Photo-based referring expression data:
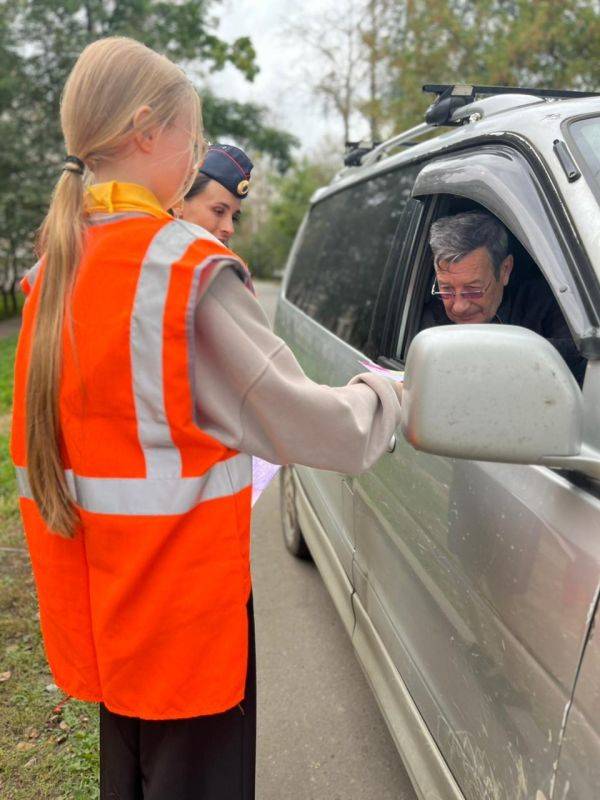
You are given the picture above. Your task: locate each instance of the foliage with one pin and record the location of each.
(399, 45)
(266, 234)
(244, 122)
(39, 42)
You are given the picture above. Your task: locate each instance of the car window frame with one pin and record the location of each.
(391, 258)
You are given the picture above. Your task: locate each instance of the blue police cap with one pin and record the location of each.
(230, 166)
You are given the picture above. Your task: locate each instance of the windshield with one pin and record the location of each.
(586, 133)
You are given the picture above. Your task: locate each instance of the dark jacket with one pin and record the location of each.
(531, 305)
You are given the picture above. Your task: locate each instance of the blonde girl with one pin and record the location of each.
(146, 378)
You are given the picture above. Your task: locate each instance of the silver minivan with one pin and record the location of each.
(466, 564)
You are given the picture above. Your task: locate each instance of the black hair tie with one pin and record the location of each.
(74, 164)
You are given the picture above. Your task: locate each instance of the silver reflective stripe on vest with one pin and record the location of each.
(163, 459)
(162, 497)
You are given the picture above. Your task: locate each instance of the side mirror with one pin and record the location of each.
(491, 393)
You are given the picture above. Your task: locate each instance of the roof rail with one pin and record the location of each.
(453, 96)
(406, 138)
(440, 113)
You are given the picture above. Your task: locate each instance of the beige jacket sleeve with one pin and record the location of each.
(252, 395)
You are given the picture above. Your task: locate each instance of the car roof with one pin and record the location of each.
(535, 122)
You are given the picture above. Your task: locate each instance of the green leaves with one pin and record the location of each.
(39, 43)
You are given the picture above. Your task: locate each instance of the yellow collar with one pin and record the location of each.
(113, 197)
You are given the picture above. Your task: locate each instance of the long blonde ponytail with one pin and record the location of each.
(111, 79)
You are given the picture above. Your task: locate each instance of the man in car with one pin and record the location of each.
(473, 269)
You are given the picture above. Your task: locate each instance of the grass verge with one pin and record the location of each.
(47, 750)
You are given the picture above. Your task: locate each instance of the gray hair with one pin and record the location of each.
(452, 238)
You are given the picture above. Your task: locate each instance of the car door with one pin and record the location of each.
(466, 572)
(327, 311)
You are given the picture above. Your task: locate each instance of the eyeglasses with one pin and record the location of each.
(472, 295)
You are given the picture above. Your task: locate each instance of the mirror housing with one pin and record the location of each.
(491, 393)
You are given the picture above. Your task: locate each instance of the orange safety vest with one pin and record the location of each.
(145, 608)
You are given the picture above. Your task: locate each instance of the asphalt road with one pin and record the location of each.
(320, 733)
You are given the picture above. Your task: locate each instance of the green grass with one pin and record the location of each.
(45, 753)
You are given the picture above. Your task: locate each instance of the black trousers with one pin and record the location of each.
(202, 758)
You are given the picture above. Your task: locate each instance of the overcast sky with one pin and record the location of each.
(278, 85)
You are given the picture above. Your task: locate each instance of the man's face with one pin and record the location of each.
(473, 273)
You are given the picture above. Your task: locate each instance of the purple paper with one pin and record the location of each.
(394, 375)
(263, 473)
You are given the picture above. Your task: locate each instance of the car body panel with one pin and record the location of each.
(472, 584)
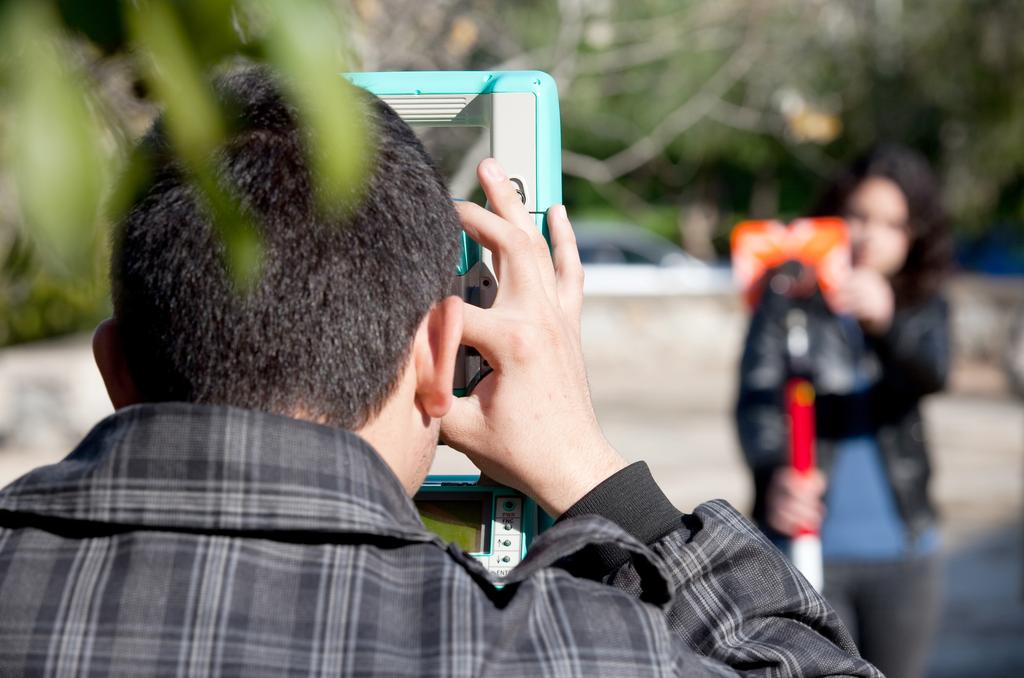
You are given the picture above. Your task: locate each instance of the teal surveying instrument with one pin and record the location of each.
(519, 112)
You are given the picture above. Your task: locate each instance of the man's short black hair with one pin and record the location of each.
(328, 327)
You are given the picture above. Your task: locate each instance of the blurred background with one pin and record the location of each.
(679, 119)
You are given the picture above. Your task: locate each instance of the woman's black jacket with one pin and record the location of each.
(910, 361)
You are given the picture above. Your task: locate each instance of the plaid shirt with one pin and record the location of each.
(185, 540)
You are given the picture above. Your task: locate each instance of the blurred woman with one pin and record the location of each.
(878, 346)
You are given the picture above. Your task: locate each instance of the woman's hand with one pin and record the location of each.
(868, 297)
(794, 501)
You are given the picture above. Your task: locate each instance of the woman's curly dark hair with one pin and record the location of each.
(929, 258)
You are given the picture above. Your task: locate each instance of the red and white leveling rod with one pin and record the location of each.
(805, 547)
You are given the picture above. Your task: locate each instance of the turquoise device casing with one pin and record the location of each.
(513, 519)
(520, 110)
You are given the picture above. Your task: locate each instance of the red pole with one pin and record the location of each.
(806, 545)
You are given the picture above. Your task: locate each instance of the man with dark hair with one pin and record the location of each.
(246, 511)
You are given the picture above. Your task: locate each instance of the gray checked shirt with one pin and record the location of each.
(181, 540)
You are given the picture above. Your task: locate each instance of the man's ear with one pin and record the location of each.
(107, 349)
(434, 351)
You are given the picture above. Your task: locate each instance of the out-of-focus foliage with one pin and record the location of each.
(688, 115)
(684, 116)
(82, 81)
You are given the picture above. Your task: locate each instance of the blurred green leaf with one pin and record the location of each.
(57, 163)
(190, 113)
(304, 42)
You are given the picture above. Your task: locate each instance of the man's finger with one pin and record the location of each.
(565, 254)
(483, 331)
(509, 245)
(506, 203)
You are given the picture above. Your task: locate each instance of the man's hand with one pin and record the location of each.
(794, 501)
(529, 424)
(868, 297)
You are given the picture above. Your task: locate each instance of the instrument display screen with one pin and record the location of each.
(461, 519)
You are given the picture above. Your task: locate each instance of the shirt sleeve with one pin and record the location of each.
(735, 597)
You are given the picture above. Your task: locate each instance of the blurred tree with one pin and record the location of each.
(684, 116)
(682, 113)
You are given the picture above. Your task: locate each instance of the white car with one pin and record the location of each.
(623, 259)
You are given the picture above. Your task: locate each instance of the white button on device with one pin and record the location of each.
(507, 542)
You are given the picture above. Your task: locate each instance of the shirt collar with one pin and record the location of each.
(177, 465)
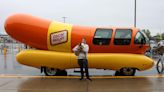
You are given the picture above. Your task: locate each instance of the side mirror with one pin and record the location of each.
(142, 42)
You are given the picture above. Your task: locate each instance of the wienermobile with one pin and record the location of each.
(119, 49)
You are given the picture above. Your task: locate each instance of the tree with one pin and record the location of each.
(158, 37)
(147, 32)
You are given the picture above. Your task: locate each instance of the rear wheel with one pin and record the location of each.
(54, 72)
(127, 71)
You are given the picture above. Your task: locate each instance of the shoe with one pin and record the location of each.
(89, 79)
(81, 79)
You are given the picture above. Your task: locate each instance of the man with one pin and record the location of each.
(81, 51)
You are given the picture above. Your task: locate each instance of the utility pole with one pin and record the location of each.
(135, 7)
(64, 18)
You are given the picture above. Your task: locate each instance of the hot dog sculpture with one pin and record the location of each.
(119, 49)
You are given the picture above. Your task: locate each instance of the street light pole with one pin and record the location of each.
(64, 19)
(135, 6)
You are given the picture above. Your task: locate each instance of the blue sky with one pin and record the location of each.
(102, 13)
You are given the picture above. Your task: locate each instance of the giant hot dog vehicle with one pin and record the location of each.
(119, 49)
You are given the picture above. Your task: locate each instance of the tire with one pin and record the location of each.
(50, 71)
(127, 71)
(54, 72)
(160, 66)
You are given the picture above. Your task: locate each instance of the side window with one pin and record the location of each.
(102, 36)
(123, 37)
(138, 38)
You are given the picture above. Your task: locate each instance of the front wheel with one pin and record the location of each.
(127, 71)
(160, 66)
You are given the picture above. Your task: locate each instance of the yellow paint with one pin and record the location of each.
(74, 77)
(56, 27)
(38, 58)
(62, 60)
(5, 51)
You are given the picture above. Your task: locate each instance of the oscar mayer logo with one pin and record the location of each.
(59, 37)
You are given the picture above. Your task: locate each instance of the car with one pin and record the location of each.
(113, 48)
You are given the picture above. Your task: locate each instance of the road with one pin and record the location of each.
(15, 77)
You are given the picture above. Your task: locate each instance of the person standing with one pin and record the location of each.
(81, 51)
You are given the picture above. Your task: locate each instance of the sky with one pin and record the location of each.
(101, 13)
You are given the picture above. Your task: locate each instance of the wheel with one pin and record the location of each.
(54, 72)
(50, 71)
(127, 71)
(160, 66)
(117, 73)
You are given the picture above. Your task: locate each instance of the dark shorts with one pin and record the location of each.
(83, 62)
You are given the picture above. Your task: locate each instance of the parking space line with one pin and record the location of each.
(72, 77)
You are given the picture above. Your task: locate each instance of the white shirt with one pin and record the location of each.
(160, 44)
(82, 55)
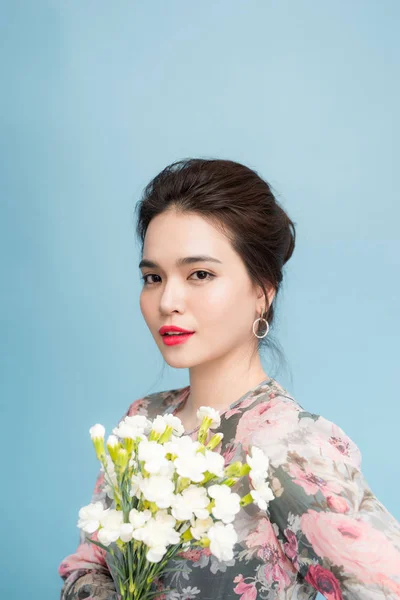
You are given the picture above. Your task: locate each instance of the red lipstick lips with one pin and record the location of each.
(178, 335)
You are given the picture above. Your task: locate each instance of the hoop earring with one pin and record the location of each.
(267, 327)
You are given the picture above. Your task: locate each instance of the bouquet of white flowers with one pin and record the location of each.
(169, 492)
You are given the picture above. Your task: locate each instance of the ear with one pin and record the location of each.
(260, 295)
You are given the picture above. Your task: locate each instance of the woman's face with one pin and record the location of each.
(214, 299)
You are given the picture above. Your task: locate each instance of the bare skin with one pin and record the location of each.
(216, 300)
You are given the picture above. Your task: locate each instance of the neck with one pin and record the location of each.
(220, 383)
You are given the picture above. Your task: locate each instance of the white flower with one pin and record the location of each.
(159, 424)
(158, 489)
(111, 522)
(258, 462)
(215, 463)
(156, 553)
(89, 517)
(193, 500)
(133, 427)
(176, 424)
(125, 532)
(227, 503)
(200, 527)
(182, 446)
(112, 441)
(192, 466)
(153, 455)
(136, 481)
(222, 540)
(262, 494)
(207, 411)
(137, 519)
(97, 431)
(157, 533)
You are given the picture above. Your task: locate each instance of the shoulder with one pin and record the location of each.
(284, 428)
(150, 404)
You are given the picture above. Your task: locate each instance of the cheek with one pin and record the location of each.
(217, 303)
(145, 307)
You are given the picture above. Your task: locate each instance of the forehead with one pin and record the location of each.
(174, 233)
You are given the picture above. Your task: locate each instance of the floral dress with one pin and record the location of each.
(324, 531)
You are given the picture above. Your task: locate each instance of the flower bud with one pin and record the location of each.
(214, 441)
(97, 434)
(113, 446)
(234, 469)
(122, 458)
(247, 499)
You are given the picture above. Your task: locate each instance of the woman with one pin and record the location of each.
(214, 243)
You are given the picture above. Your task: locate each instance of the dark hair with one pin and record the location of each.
(235, 199)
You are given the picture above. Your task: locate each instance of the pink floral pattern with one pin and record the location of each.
(325, 531)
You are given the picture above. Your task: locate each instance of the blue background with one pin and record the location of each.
(97, 97)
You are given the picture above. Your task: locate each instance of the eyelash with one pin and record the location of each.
(145, 282)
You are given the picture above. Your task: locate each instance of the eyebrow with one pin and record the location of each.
(187, 260)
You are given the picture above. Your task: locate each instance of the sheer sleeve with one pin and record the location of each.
(85, 572)
(339, 536)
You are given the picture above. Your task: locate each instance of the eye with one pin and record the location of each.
(144, 278)
(206, 273)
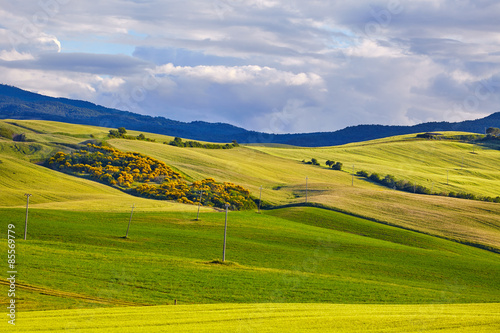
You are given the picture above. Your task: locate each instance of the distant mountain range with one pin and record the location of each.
(16, 103)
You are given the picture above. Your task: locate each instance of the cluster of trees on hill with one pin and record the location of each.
(213, 194)
(121, 133)
(493, 132)
(403, 185)
(177, 142)
(332, 164)
(145, 176)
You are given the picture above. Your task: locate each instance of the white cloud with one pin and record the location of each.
(243, 74)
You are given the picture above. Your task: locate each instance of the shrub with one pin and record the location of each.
(337, 166)
(362, 173)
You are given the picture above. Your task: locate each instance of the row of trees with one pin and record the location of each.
(121, 133)
(177, 142)
(145, 176)
(212, 194)
(332, 164)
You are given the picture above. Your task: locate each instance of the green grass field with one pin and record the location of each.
(270, 318)
(376, 259)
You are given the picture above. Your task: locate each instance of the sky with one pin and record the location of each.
(267, 65)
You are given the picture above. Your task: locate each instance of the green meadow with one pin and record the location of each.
(365, 259)
(271, 318)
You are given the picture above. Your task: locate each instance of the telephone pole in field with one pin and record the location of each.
(26, 220)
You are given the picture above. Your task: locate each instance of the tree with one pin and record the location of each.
(177, 142)
(493, 131)
(114, 133)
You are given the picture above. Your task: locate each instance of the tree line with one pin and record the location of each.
(147, 177)
(177, 142)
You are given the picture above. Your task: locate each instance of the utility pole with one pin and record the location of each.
(260, 198)
(199, 204)
(130, 220)
(26, 221)
(352, 184)
(306, 189)
(225, 232)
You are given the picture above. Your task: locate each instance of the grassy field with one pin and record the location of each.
(296, 255)
(283, 181)
(270, 318)
(373, 248)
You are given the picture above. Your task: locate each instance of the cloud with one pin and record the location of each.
(240, 75)
(284, 66)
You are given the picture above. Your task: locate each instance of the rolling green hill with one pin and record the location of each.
(366, 244)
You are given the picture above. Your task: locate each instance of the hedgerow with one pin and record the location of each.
(147, 177)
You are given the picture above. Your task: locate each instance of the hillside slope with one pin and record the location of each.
(283, 178)
(20, 104)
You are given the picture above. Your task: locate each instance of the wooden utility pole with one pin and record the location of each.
(260, 198)
(352, 184)
(306, 189)
(225, 232)
(199, 204)
(130, 220)
(26, 221)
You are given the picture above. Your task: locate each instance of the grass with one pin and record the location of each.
(270, 318)
(77, 260)
(337, 272)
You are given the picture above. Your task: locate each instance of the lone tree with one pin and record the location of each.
(493, 131)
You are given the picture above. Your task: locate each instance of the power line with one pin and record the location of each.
(26, 221)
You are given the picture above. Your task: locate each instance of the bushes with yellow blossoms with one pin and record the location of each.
(147, 177)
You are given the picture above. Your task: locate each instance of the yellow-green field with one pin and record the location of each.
(75, 246)
(269, 318)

#### PROBLEM REQUIREMENTS:
From the line holding "the grass with" to the final line of the data, output each line exactly and nothing more.

#### RESPONSE BOX:
You are given the picture above. Your task: locate each instance of the grass with one pin and record the location of each.
(270, 318)
(77, 260)
(337, 272)
You are given the picture above. Your task: locate each instance of the lone tree with one pin and record the location of each.
(493, 131)
You are given the picture above. Your task: locate each instance of the power line with one pin and record the location of each.
(26, 221)
You are given the picture above. Your task: locate each instance of the bushes with yellow blossoms with one pin and record the location of each.
(147, 177)
You are given the picture above. Your task: locate each instance of the yellow-green field with one pin and record the location of each.
(75, 246)
(269, 318)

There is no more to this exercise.